#### COMPLETE THE FOLLOWING
1. Print the passage of the LVRT thesis summary from "The primary goal" to "then to 0.15pu.", including both of those phrases.
2. Answer these questions using the LVRT thesis summary:
(a) What is the name of the grid code for renewable energy currently used in Taiwan?
(b) What software is used to simulate the transient responses of the generators?
(c) Through which levels is the voltage sag level decreased?
3. Rewrite the paragraph of the LVRT thesis summary that begins "The primary goal of this thesis" as a bulleted list that keeps its main facts.

#### DOCUMENT
| Summary: | 碩士 === 國立臺灣科技大學 === 電機工程系 === 97 === The grid code for renewable energy currently used in Taiwan is “Grid Code of Renewable Energy of Taiwan Power Company.” There have been many studies on how to properly harmonize the parameters in the grid code so far and the most common parameters are voltage variation, installation capacity, islanding and reverse power flow. The analysis of these parameters is of great importance at the early stage of developing renewable energy. With the rapid increase of installation capacity of renewable energy, the penetration shouldn’t be thought little of anymore, this is especially true when it comes to the wind power generation. The wind turbines used to be tripped off when influenced by the fault in the system to acquire the optimum protection of wind turbines, but with higher penetration the stability of the system could be disturbed or the system could breakdown if the wind turbine were tripped off when the fault take place. Therefore, utilities from every country start drawing up regulation which requires that the wind turbine should remain connected to the grid when a fault takes place in the system to help the system through the fault. Such requirement is known as low voltage ride through (LVRT).
The primary goal of this thesis is to harmonize the parameters of LVRT for the grid code of Taiwan and to make benefit for steady operation of power system and development of renewable energy industry. In order to completely understand the effect that a voltage sag has on wind turbines, the transient responses of directly coupled squirrel cage induction generator(DCSCIG) and doubly-fed induction generator(DFIG) are simulated by using Matlab/Simulink. The voltages sags are classified into three types which are three phase voltage sag, two phase voltage sag and single phase voltage sag, and the voltage sag level will be decreased from 0.9pu to 0.5pu and then to 0.15pu.

Labeled-object pointing entries

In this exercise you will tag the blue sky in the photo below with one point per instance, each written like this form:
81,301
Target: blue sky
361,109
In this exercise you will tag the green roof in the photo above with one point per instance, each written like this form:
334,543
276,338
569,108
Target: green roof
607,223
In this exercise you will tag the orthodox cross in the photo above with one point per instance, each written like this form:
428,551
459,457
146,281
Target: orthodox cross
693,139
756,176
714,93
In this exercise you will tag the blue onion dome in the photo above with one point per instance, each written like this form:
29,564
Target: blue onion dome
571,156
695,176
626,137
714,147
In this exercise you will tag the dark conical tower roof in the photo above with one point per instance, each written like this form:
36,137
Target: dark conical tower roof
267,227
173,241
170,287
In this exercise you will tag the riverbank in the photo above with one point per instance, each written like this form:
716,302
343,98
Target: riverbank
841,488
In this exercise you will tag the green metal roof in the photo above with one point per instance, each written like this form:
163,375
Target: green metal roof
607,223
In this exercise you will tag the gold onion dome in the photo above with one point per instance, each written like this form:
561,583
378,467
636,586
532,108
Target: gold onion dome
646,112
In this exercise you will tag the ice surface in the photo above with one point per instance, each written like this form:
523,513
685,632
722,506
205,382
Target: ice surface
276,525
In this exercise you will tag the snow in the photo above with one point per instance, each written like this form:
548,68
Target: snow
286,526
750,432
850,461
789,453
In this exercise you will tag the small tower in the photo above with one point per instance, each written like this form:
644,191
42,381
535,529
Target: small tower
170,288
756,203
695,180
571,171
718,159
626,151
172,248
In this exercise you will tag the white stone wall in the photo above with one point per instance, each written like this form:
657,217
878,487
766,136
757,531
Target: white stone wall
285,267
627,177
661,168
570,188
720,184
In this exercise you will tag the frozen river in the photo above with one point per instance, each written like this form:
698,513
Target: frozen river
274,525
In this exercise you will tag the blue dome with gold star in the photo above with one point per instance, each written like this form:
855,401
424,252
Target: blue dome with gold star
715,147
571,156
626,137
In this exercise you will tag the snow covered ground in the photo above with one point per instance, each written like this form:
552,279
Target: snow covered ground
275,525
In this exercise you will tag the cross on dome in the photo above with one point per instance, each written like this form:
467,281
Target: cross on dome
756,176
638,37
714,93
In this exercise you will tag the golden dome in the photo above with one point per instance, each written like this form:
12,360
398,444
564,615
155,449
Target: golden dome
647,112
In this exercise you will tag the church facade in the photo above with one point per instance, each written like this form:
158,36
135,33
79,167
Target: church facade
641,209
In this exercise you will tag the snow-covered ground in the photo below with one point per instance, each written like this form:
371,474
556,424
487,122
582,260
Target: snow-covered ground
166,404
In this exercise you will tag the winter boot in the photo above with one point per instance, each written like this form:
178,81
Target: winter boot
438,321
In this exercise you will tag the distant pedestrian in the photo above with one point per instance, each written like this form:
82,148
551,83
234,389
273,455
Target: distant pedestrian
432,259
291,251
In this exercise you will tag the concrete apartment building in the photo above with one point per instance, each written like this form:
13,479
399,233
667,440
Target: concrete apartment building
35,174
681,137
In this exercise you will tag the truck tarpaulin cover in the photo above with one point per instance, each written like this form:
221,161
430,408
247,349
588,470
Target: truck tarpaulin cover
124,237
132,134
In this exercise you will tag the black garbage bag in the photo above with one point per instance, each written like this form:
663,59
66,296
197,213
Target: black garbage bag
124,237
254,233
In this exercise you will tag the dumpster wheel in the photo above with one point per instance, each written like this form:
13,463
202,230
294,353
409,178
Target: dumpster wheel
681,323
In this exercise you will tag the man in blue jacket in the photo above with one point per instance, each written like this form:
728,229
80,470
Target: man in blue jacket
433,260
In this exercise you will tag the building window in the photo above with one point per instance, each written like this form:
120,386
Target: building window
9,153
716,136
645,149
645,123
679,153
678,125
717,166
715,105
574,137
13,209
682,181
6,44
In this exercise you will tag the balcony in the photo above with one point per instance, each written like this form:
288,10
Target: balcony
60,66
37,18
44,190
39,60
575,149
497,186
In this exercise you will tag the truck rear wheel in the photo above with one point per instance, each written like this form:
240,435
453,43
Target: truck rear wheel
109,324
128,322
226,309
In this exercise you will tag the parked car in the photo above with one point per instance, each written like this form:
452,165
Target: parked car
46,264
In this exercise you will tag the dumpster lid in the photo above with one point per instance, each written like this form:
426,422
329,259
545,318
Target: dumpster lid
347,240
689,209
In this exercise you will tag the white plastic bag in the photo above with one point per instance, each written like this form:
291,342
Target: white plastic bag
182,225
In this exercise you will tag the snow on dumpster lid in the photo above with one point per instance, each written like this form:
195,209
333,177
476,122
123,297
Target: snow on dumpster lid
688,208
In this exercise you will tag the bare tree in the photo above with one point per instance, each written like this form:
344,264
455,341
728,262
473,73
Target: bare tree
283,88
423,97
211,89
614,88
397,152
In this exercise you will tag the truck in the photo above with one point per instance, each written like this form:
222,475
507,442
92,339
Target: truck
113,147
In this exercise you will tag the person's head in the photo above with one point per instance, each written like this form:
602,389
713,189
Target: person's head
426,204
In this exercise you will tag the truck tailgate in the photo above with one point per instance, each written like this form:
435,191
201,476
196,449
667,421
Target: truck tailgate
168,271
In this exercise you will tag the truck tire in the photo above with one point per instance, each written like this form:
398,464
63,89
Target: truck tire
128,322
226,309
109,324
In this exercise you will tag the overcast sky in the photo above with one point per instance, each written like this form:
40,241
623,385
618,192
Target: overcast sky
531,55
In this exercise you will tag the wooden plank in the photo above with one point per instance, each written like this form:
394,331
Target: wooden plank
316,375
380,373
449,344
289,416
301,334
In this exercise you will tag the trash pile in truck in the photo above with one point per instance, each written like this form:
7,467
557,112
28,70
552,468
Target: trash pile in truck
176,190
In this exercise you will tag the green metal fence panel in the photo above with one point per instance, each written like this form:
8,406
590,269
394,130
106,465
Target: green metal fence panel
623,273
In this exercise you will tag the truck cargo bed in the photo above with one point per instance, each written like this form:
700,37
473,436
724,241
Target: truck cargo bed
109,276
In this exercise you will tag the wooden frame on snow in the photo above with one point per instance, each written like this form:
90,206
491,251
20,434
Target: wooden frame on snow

#### WRITTEN ANSWERS
1.
The primary goal of this thesis is to harmonize the parameters of LVRT for the grid code of Taiwan and to make benefit for steady operation of power system and development of renewable energy industry. In order to completely understand the effect that a voltage sag has on wind turbines, the transient responses of directly coupled squirrel cage induction generator(DCSCIG) and doubly-fed induction generator(DFIG) are simulated by using Matlab/Simulink. The voltages sags are classified into three types which are three phase voltage sag, two phase voltage sag and single phase voltage sag, and the voltage sag level will be decreased from 0.9pu to 0.5pu and then to 0.15pu.

2.
(a) "Grid Code of Renewable Energy of Taiwan Power Company."
(b) Matlab/Simulink.
(c) From 0.9pu to 0.5pu and then to 0.15pu.

3.
- Goal: harmonize the LVRT parameters for Taiwan's grid code, to the benefit of steady power system operation and the renewable energy industry.
- Method: simulate the transient responses of a directly coupled squirrel cage induction generator (DCSCIG) and a doubly-fed induction generator (DFIG) in Matlab/Simulink to understand how a voltage sag affects wind turbines.
- Sag types: three phase, two phase, and single phase.
- Sag levels: decreased from 0.9pu to 0.5pu, then to 0.15pu.